_本文_.
_ _ _ _ _

ふむふむインタビューシリーズ第1弾です☆

今回は、LGBTQIA+の当事者を「支える側」の方にインタビューさせていただきました。
ゲストは、「X(エックスジェンダー)」や「Q(クイア、クエスチョニング)」といわれている当事者のお子さんがいらっしゃるお母さん【おかめなママ】です。

性別違和を抱える当事者の方の多くが聞かれているであろうベタな質問を、今回あえて親御さんである【おかめなママ】にぶつけてみました!
そして、親御さんならではの、「支える側」としてどのような想いや考えを持ち、どのように当事者をサポートしておられるのか、その胸の内を赤裸々にお話していただきました。

それではインタビュースタートです!


幼少期と現在

【げんのすけ】 
 よろしくお願いします!

【おかめなママ】 
 よろしくお願いします。

_ _ _ _ _

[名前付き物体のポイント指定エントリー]
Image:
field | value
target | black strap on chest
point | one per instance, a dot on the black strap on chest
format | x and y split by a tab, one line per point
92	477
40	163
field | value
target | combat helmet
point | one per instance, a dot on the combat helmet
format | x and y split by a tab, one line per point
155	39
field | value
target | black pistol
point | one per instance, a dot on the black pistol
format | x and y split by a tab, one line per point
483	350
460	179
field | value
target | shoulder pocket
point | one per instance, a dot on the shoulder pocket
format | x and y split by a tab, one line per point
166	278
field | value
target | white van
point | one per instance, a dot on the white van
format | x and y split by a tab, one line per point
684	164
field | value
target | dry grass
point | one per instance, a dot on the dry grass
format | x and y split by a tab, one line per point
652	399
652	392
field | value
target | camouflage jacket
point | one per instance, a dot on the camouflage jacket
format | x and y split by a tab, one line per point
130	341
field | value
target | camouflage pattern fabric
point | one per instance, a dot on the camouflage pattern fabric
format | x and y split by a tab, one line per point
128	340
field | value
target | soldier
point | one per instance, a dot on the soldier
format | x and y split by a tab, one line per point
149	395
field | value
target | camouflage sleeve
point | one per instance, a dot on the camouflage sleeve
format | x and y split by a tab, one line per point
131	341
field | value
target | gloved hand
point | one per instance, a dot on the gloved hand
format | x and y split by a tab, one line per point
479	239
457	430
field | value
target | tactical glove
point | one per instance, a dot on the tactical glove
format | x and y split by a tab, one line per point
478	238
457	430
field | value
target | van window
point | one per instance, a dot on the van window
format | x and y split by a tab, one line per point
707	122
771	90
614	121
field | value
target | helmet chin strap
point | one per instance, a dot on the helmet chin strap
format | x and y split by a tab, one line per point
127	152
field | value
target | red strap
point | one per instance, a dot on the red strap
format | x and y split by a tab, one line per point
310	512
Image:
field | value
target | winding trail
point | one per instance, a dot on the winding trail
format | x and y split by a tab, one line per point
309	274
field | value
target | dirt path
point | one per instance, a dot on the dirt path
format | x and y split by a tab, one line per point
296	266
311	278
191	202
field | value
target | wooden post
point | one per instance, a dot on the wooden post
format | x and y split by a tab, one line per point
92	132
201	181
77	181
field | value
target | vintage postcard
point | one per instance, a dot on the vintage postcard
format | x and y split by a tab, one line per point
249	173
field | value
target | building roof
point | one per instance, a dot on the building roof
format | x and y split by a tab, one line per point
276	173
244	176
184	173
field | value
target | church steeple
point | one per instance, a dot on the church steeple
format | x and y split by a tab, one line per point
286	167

_ _ _ _ _

_課題 A_. 本文の「性別違和を抱える当事者の方の多くが」で始まる段落を、主な内容を残して箇条書きで短くまとめてください。
_課題 B_. エントリーのうち、「pattern」という語を含む行をすべて示してください。

_解答 A_.
- 性別違和を抱える当事者の多くが聞かれていそうなベタな質問を、あえて親である【おかめなママ】にぶつけた。
- 「支える側」の親として持っている想いや考えと、当事者をどうサポートしているかを、赤裸々に話してもらった。

_解答 B_.
target | camouflage pattern fabric
point | one per instance, a dot on the camouflage pattern fabric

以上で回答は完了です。